Required work:
1. In the MemSQL table passage, write out the part from "Then the second" to "to nine seconds.", replacing "leaf node" with "worker node".
2. According to the MemSQL table passage, what table type do you get in MemSQL if you don't specify one?
3. List every kind of table that the MemSQL table passage names.

Text:
This is a columnstore table. So when you create tables in MemSQL, you have two options. You have rowstore and columnstore. The default table type in MemSQL is rowstore. So if you don’t specify, then by default you’ll get a rowstore table, which means all your data will go in memory. But if you do specify a key using cluster columnstore, then basically you get a columnstore table, where your data is actually on disk. We use memory to optimize performance, and we store indexes of metadata in memory. Columnstore is definitely recommended for OLAP (online analytical processing) workloads and rowstore is recommended for OLTP (online transaction processing) workloads.

Then the second table here is campaigns, which is basically just a lookup table. This table is that we’re going to join when we need to look up specific campaigns. That’s why we’re creating it as a reference table. Reference tables actually store the entire copy of the table on every single leaf node, so it really helps in situations where you need to join this table often. You just need to be careful that this table is a good (small) size to be able to fit into every single node. Then we’re going to also populate the campaigns table with some static values. We have about 14 campaigns that we’re going to populate to begin with. 

Creating tables in MemSQL Studio

Let’s run everything. This should take about eight to nine seconds.

Record excerpts:
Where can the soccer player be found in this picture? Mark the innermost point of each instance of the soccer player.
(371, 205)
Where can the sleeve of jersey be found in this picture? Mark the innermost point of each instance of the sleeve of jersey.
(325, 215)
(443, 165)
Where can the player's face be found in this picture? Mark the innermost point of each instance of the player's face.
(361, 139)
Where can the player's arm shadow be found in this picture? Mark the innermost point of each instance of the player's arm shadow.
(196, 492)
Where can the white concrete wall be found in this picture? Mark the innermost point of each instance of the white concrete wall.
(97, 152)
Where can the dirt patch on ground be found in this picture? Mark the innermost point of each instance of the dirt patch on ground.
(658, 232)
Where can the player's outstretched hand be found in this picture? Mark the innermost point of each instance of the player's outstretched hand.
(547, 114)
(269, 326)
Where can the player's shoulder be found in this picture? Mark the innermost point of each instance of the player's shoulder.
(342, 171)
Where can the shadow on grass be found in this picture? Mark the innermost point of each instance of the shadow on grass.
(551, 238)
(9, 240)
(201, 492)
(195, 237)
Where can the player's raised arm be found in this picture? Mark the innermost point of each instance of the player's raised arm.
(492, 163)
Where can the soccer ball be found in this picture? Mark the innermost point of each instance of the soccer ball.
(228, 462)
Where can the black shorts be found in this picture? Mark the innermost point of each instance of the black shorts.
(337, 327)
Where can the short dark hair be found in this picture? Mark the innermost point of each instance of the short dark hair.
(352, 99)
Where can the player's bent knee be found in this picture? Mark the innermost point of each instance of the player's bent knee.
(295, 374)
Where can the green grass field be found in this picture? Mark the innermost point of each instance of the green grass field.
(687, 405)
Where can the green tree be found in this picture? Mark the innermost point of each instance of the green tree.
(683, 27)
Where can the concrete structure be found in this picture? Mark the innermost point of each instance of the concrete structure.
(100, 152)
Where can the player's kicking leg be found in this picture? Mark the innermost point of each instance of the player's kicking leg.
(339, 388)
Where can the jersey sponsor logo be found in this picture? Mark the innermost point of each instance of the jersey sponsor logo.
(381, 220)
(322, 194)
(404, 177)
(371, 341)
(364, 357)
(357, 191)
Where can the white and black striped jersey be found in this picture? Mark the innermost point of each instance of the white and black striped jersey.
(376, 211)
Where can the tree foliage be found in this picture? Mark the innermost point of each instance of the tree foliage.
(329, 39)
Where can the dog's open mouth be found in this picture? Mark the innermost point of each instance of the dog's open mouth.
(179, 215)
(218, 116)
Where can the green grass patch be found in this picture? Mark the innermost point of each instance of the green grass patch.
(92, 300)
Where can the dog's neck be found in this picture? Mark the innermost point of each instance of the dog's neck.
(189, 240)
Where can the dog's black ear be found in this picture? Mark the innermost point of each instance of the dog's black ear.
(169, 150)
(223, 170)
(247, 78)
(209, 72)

Answers in order:
1.
Then the second table here is campaigns, which is basically just a lookup table. This table is that we’re going to join when we need to look up specific campaigns. That’s why we’re creating it as a reference table. Reference tables actually store the entire copy of the table on every single worker node, so it really helps in situations where you need to join this table often. You just need to be careful that this table is a good (small) size to be able to fit into every single node. Then we’re going to also populate the campaigns table with some static values. We have about 14 campaigns that we’re going to populate to begin with. 

Creating tables in MemSQL Studio

Let’s run everything. This should take about eight to nine seconds.

2. A rowstore table, which keeps all the data in memory.

3.
- Columnstore table
- Rowstore table
- Lookup table
- Reference table